Segment Start: Data shown
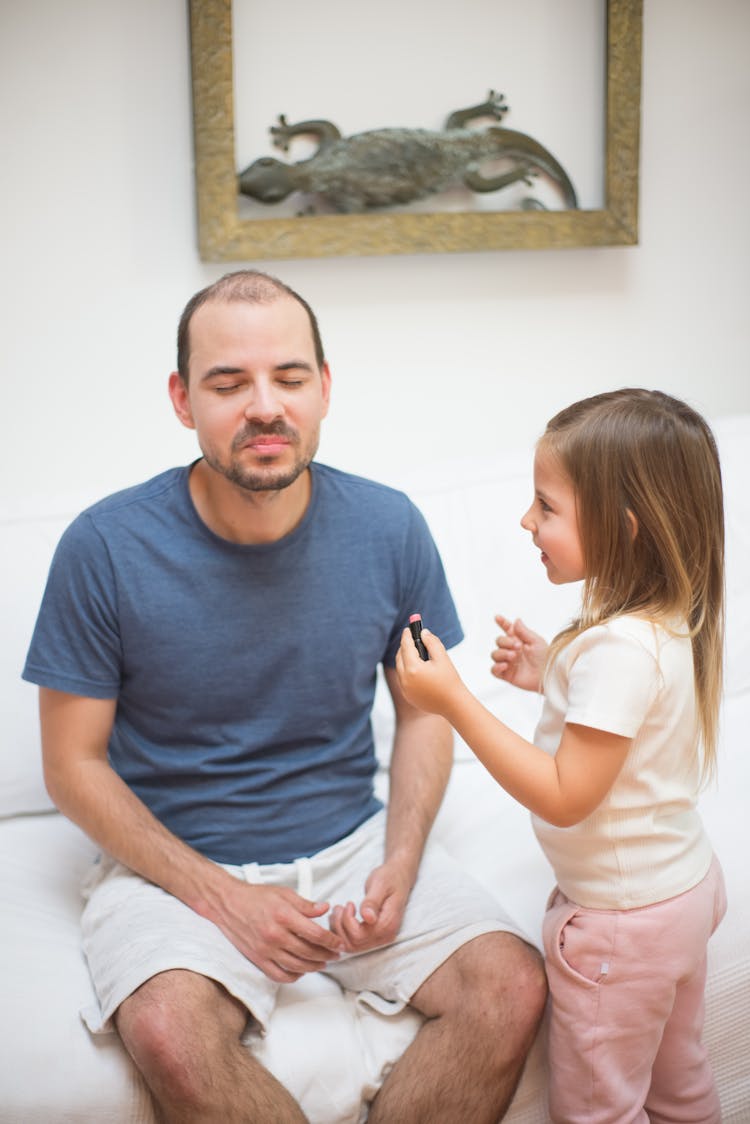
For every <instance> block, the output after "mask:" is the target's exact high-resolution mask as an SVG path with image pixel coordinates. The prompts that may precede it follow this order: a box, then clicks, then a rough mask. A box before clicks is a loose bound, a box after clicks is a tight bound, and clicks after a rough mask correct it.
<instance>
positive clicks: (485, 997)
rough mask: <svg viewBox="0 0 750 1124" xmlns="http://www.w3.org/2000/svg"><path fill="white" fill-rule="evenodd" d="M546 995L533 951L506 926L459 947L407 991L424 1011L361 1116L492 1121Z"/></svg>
mask: <svg viewBox="0 0 750 1124" xmlns="http://www.w3.org/2000/svg"><path fill="white" fill-rule="evenodd" d="M545 998H546V980H545V977H544V967H543V964H542V960H541V957H539V955H537V954H536V953H535V952H534V950H533V949H531V948H530V946H528V945H527V944H524V943H523V941H519V940H518V939H517V937H514V936H512V935H510V934H508V933H488V934H486V935H485V936H478V937H476V939H475V940H473V941H470V942H469V943H468V944H466V945H463V948H462V949H459V950H458V952H455V953H454V954H453V955H452V957H450V959H449V960H446V961H445V963H443V964H441V967H440V968H439V969H437V970H436V971H435V972H433V975H432V976H431V977H430V978H428V979H427V980H426V981H425V982H424V984H423V985H422V987H421V988H419V989H418V991H416V992H415V995H414V996H413V997H412V1006H413V1007H415V1008H416V1009H417V1010H419V1012H422V1014H423V1015H425V1016H426V1018H427V1022H426V1023H425V1024H424V1026H423V1027H422V1030H421V1031H419V1033H418V1034H417V1036H416V1039H415V1040H414V1042H413V1043H412V1045H410V1046H409V1049H408V1050H407V1051H406V1052H405V1053H404V1055H403V1058H401V1059H400V1061H399V1062H398V1063H397V1064H396V1066H395V1067H394V1069H392V1071H391V1073H390V1075H389V1077H388V1078H387V1080H386V1082H385V1085H383V1086H382V1088H381V1089H380V1091H379V1093H378V1096H377V1097H376V1098H374V1100H373V1103H372V1107H371V1109H370V1116H369V1117H368V1120H369V1124H380V1122H383V1124H467V1122H468V1121H470V1122H471V1124H496V1122H497V1121H499V1120H501V1117H503V1116H504V1114H505V1112H506V1109H507V1108H508V1106H509V1104H510V1100H512V1099H513V1094H514V1093H515V1089H516V1086H517V1084H518V1080H519V1079H521V1075H522V1072H523V1067H524V1062H525V1060H526V1054H527V1053H528V1050H530V1049H531V1046H532V1043H533V1041H534V1036H535V1034H536V1028H537V1026H539V1023H540V1019H541V1016H542V1013H543V1010H544V1001H545Z"/></svg>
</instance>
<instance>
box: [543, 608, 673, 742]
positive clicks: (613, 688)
mask: <svg viewBox="0 0 750 1124" xmlns="http://www.w3.org/2000/svg"><path fill="white" fill-rule="evenodd" d="M573 644H575V652H573V653H572V661H571V665H570V669H569V681H568V708H567V711H566V722H569V723H578V724H580V725H581V726H590V727H593V728H594V729H603V731H605V732H606V733H608V734H620V735H621V736H622V737H634V736H635V734H636V733H638V732H639V729H640V728H641V726H642V725H643V722H644V719H645V716H647V714H648V711H649V709H650V708H651V706H652V704H653V699H654V696H656V694H657V691H658V689H659V680H660V672H659V665H658V663H657V660H656V658H654V654H653V653H652V652H650V651H649V650H648V647H645V646H644V645H643V644H642V643H641V642H640V641H639V640H638V638H636V637H635V636H632V635H627V634H623V633H620V632H617V631H614V629H611V628H608V627H606V626H604V627H597V628H590V629H588V631H587V632H585V633H582V634H581V636H580V637H578V640H577V641H576V642H573ZM563 658H564V650H563Z"/></svg>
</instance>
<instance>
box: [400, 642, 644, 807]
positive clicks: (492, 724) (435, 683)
mask: <svg viewBox="0 0 750 1124" xmlns="http://www.w3.org/2000/svg"><path fill="white" fill-rule="evenodd" d="M422 637H423V640H424V643H425V646H426V649H427V652H428V653H430V660H428V661H427V662H425V661H423V660H421V659H419V656H418V654H417V652H416V649H415V647H414V641H413V640H412V636H410V634H409V632H408V629H405V632H404V636H403V640H401V646H400V650H399V653H398V656H397V661H396V667H397V670H398V677H399V682H400V686H401V690H403V691H404V695H405V696H406V698H407V699H408V700H409V701H410V703H412V704H413V705H414V706H417V707H419V709H422V710H427V711H428V713H431V714H441V715H442V716H443V717H444V718H448V720H449V722H450V723H451V725H452V726H453V727H454V728H455V729H457V731H458V733H459V734H460V735H461V737H462V738H463V740H464V742H466V743H467V745H469V746H470V747H471V750H472V752H473V753H475V754H476V755H477V758H478V759H479V760H480V761H481V763H482V764H484V765H485V768H486V769H487V770H488V772H489V773H491V776H493V777H494V778H495V780H496V781H497V782H498V785H501V786H503V788H504V789H505V790H506V791H507V792H509V794H510V796H513V797H514V798H515V799H516V800H518V801H519V803H521V804H523V805H524V806H525V807H526V808H528V809H530V810H531V812H533V813H534V814H535V815H537V816H539V817H540V818H541V819H545V821H546V822H548V823H550V824H553V825H554V826H557V827H570V826H571V825H572V824H577V823H579V822H580V821H581V819H585V818H586V817H587V816H588V815H590V814H591V813H593V812H594V810H595V809H596V808H597V807H598V806H599V804H600V803H602V800H603V799H604V798H605V796H606V795H607V792H608V791H609V789H611V788H612V786H613V783H614V781H615V778H616V777H617V773H618V772H620V770H621V768H622V765H623V762H624V760H625V756H626V754H627V751H629V749H630V745H631V738H630V737H621V736H620V735H618V734H608V733H605V732H604V731H600V729H594V728H591V727H590V726H580V725H577V724H576V725H573V724H570V723H569V724H567V725H566V727H564V731H563V733H562V738H561V741H560V746H559V749H558V752H557V753H555V755H554V756H551V755H550V754H549V753H545V752H544V750H540V749H539V746H536V745H534V744H533V743H532V742H527V741H526V740H525V738H524V737H521V736H519V735H518V734H516V733H515V732H514V731H512V729H510V728H509V727H508V726H506V725H505V724H504V723H501V722H500V720H499V719H498V718H496V717H495V715H494V714H491V713H490V711H489V710H488V709H487V708H486V707H485V706H482V704H481V703H480V701H479V700H478V699H476V698H475V696H473V695H472V694H471V691H469V689H468V688H467V687H466V685H464V683H463V681H462V680H461V678H460V676H459V673H458V672H457V670H455V668H454V667H453V663H452V662H451V659H450V656H449V655H448V652H446V651H445V649H444V647H443V645H442V643H441V642H440V640H439V638H437V637H436V636H434V635H433V634H432V633H431V632H428V631H427V629H426V628H425V629H423V633H422Z"/></svg>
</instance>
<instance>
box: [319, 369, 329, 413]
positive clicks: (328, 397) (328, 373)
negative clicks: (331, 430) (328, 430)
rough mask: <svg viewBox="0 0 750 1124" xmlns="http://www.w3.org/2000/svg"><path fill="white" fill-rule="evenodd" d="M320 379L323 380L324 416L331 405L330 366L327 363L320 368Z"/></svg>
mask: <svg viewBox="0 0 750 1124" xmlns="http://www.w3.org/2000/svg"><path fill="white" fill-rule="evenodd" d="M320 380H322V382H323V417H325V416H326V414H327V413H328V407H329V406H331V368H329V366H328V364H327V363H324V364H323V366H322V368H320Z"/></svg>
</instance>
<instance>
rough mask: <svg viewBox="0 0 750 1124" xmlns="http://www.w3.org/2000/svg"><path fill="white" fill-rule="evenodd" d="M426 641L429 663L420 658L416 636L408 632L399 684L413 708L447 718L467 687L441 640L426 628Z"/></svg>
mask: <svg viewBox="0 0 750 1124" xmlns="http://www.w3.org/2000/svg"><path fill="white" fill-rule="evenodd" d="M422 640H423V642H424V645H425V647H426V649H427V653H428V654H430V659H428V660H423V659H422V658H421V656H419V653H418V652H417V650H416V647H415V646H414V640H413V637H412V633H410V632H409V629H408V628H405V629H404V633H403V635H401V646H400V647H399V650H398V652H397V653H396V671H397V673H398V683H399V687H400V688H401V690H403V692H404V695H405V696H406V699H407V701H408V703H410V704H412V706H415V707H417V709H419V710H426V711H427V714H440V715H442V716H443V717H444V718H446V717H448V711H449V710H450V706H451V703H452V700H453V699H454V698H455V696H457V695H458V694H460V691H461V690H462V689H464V688H463V683H462V682H461V678H460V676H459V673H458V671H457V670H455V668H454V667H453V663H452V661H451V658H450V656H449V654H448V652H446V651H445V647H444V646H443V644H442V643H441V641H440V640H439V638H437V636H435V635H434V634H433V633H431V632H430V629H428V628H423V629H422Z"/></svg>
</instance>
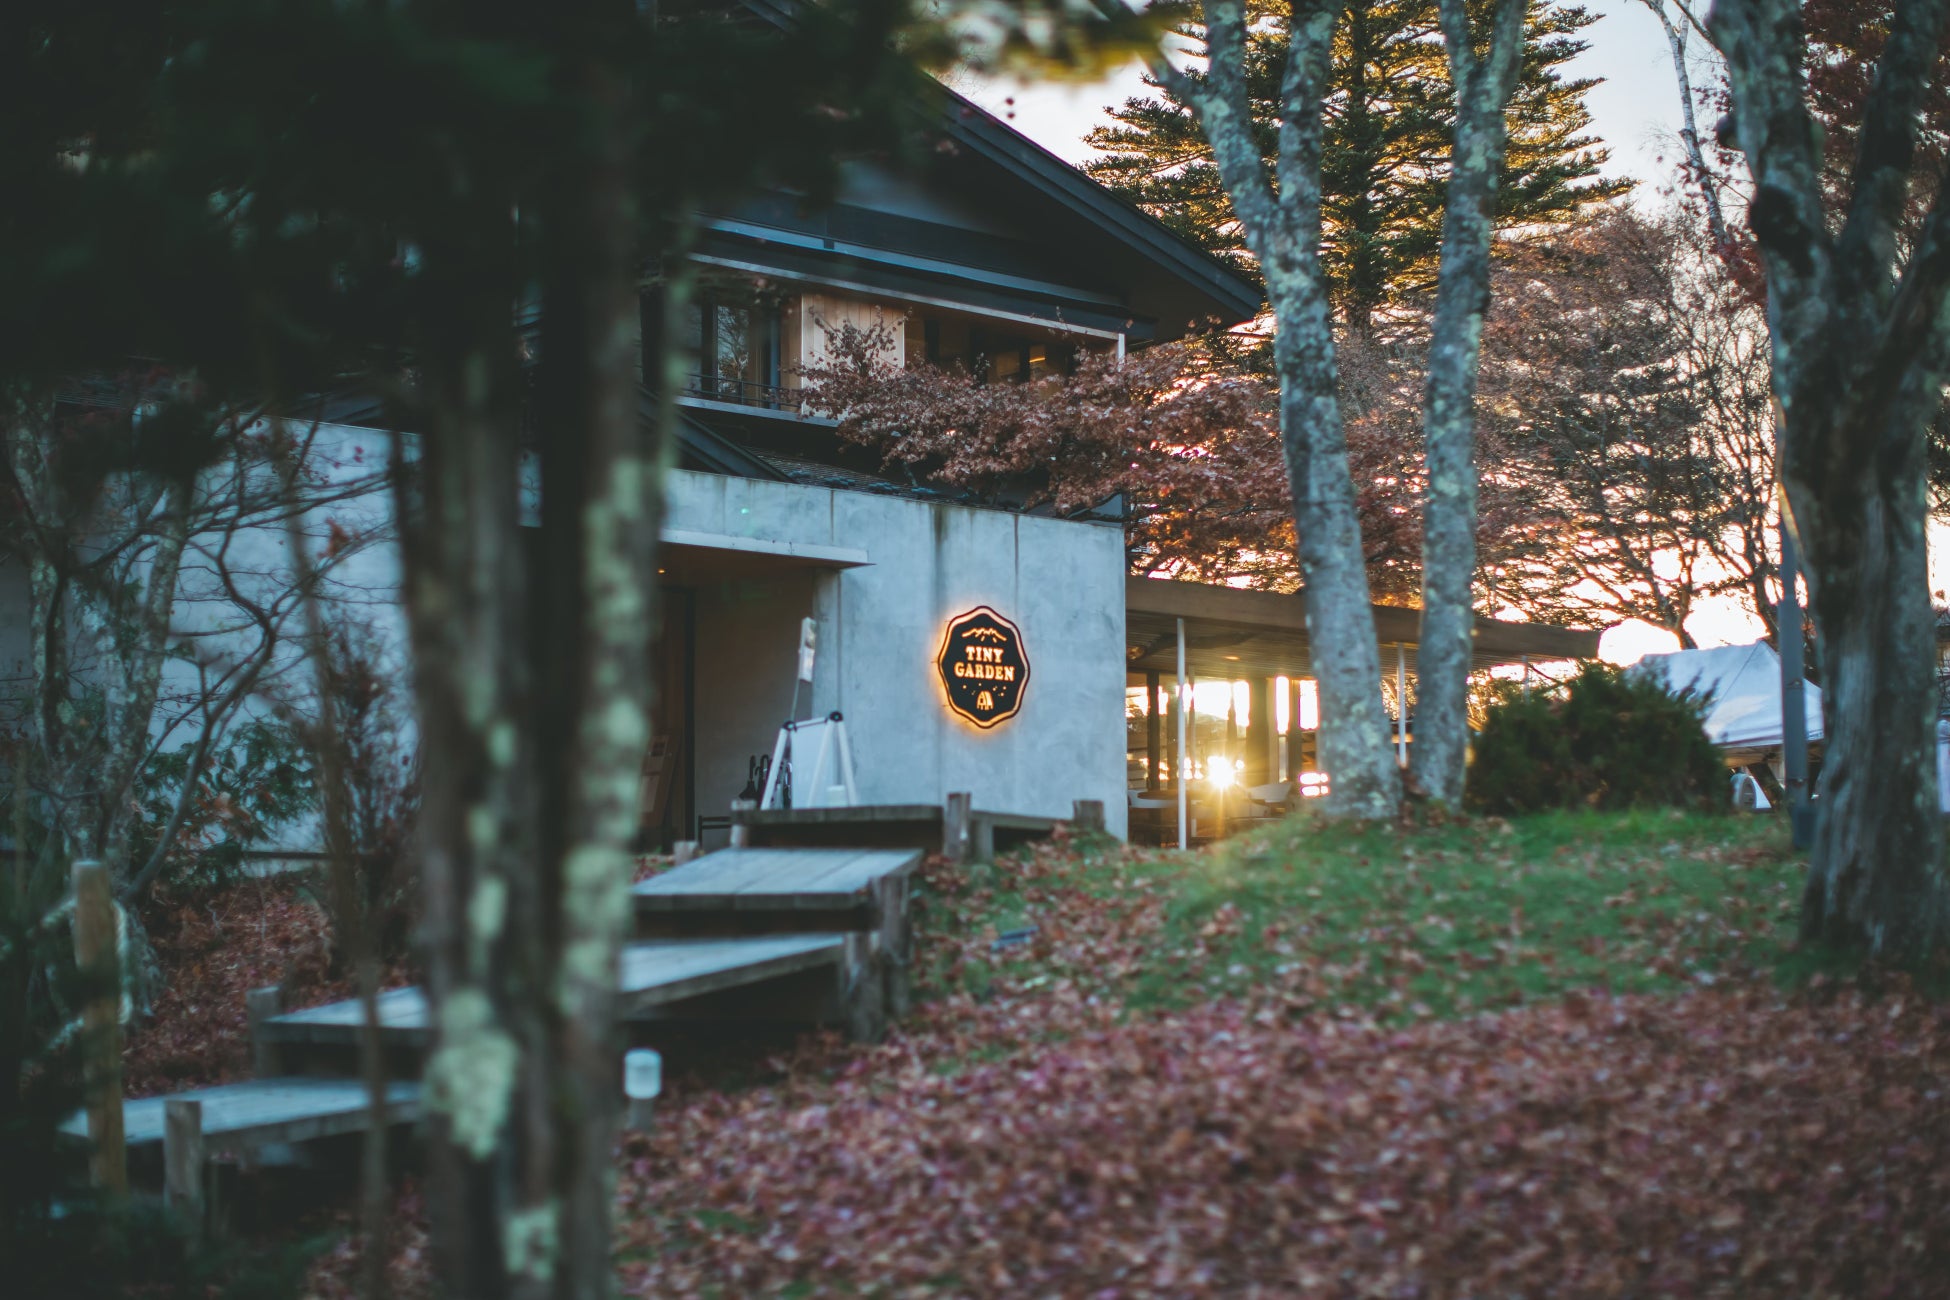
Segment End: Data shown
◆ **About this exercise**: Write out exactly the lines between the start of the data and the line with "positive clicks: (485, 997)", including both, but none of the pictures.

◆ **Expected answer**:
For every <instance> block, the output after "mask:" is the target's exact high-resolution mask as an SVG path with image pixel coordinates. The prompts that may precede it follow this order: a box, then clicks, then a rough mask. A box before clicks is a loose bound, a box after clicks is a tight bound, and clicks after a rough mask correct it.
<instance>
positive clicks: (485, 997)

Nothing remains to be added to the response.